Please rescale the part of the material that opens with its first line and closes with the line containing "254,125 -> 290,172", both ends included, by reproducing every line in it, multiplying each box coordinate by 0.8 and rounding to a whole number with halves going up. Leave all other lines, including any numbers in them, unchanged.

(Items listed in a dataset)
>>>>
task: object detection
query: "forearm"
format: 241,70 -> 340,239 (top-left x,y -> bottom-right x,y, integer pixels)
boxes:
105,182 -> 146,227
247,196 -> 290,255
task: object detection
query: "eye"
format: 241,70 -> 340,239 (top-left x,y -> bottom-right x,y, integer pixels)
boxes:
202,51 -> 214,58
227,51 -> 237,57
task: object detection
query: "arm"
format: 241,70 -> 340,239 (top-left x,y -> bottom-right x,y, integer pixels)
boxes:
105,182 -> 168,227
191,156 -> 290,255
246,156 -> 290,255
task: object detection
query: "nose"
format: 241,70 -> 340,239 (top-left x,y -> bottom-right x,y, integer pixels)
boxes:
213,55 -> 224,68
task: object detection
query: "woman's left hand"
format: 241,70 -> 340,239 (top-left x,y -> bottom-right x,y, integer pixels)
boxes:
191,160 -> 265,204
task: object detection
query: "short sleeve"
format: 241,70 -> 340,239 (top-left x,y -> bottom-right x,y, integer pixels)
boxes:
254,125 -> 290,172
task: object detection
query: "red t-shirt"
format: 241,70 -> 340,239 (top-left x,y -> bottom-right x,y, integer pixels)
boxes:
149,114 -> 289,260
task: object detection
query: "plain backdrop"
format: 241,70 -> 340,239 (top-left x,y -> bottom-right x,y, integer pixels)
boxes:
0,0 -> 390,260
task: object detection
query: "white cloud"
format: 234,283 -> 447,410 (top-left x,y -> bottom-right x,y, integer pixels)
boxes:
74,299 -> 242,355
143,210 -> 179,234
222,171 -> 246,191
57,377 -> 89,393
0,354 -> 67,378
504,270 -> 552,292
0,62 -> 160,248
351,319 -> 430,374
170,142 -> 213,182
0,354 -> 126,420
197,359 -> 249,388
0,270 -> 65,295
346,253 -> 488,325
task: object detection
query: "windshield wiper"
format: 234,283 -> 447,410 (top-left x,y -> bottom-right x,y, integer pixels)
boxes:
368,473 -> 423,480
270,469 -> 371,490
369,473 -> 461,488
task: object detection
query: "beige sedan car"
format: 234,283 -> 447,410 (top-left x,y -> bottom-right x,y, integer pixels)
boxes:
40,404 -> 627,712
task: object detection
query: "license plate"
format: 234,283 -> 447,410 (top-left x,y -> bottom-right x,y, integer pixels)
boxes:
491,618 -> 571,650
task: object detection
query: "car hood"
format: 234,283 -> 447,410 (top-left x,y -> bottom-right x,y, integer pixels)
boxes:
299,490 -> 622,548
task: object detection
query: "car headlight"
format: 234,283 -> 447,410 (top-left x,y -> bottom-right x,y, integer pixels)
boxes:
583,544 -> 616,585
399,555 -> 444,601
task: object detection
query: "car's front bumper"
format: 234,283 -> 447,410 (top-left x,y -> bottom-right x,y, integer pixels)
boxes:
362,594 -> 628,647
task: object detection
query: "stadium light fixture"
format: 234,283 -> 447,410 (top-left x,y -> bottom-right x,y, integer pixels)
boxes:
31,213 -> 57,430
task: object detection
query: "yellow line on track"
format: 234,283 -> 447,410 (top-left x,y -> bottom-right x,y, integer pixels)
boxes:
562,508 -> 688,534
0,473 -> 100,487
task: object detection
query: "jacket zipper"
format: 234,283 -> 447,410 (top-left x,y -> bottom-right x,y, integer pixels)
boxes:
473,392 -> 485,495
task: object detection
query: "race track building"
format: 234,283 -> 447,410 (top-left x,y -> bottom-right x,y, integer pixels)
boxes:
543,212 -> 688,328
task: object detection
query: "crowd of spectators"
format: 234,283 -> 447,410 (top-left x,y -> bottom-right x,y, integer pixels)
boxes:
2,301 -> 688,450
<<<<
**PROBLEM SOLUTION:**
task: object detection
query: "forearm"
format: 241,70 -> 340,239 (top-left x,y -> bottom-right x,y, integer pixels)
boxes:
84,146 -> 117,182
198,157 -> 232,204
task: object detection
query: "eye"
format: 241,70 -> 340,239 (top-left x,y -> bottom-right x,y, integer pixels)
boxes:
162,41 -> 171,46
182,41 -> 190,46
task: object detection
query: "arm"
format: 241,70 -> 340,239 (top-left x,y -> bottom-right x,y, integer pixels)
boxes:
84,146 -> 134,182
153,125 -> 232,204
197,125 -> 232,204
task: object detection
query: "nose"
format: 241,70 -> 340,239 (top-left x,y -> bottom-right x,y, integer pixels)
boxes:
170,44 -> 179,54
task: object detection
query: "woman's left hand"
format: 241,70 -> 340,239 (top-left x,y -> bottom-right x,y, integer pixels)
boxes:
153,128 -> 212,163
task: object detection
query: "short sleeve"
format: 241,70 -> 340,239 (top-left x,y -> bottom-right x,y, integer pixels)
boxes:
203,100 -> 232,138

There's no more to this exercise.